* [Exercise]: From the records below, copy each line in which the string "nose" occurs.

%%

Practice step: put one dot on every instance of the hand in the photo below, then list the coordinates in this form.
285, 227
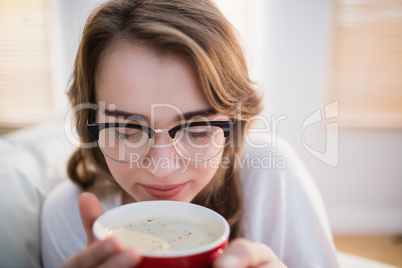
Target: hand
242, 253
105, 253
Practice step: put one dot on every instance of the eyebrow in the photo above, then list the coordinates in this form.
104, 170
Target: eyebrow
185, 116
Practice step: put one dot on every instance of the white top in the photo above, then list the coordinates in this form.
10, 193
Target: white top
283, 209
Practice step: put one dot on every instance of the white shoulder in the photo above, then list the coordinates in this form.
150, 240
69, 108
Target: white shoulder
283, 207
61, 230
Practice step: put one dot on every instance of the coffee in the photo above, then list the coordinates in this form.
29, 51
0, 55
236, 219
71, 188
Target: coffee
163, 234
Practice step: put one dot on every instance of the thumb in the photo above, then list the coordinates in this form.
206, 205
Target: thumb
90, 210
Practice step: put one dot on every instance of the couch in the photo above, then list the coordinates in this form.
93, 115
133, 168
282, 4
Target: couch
32, 161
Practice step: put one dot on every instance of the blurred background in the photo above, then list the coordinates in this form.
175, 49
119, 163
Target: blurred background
305, 56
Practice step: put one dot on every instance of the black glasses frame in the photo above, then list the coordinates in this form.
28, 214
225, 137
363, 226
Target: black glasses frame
95, 128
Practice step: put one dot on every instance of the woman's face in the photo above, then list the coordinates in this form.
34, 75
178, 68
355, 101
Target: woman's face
156, 91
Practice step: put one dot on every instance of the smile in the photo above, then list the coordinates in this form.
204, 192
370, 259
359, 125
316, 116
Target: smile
164, 191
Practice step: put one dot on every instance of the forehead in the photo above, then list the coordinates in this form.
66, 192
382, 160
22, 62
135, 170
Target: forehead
134, 79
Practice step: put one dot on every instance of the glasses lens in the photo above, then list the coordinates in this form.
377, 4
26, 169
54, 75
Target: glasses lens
124, 144
199, 143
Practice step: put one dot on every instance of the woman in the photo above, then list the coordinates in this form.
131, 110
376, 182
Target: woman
170, 96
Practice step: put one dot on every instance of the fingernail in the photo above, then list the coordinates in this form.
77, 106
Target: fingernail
229, 261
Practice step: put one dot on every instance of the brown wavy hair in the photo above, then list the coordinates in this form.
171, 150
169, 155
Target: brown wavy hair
195, 30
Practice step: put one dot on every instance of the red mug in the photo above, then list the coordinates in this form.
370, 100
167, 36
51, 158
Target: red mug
201, 256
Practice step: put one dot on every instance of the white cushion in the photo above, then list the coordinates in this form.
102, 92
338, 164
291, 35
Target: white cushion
32, 162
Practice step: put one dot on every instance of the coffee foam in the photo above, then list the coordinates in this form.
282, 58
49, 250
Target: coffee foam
163, 234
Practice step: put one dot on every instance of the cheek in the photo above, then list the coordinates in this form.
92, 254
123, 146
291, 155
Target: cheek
120, 171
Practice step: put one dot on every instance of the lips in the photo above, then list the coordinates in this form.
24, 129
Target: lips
163, 191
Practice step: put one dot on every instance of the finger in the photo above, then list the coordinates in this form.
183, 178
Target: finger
94, 254
242, 253
90, 210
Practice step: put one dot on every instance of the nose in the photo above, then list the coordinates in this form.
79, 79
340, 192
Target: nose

%%

* [Solution below]:
Practice step: put one dot on every instance of the nose in the photo above, then list the coordinates in this form.
Target: nose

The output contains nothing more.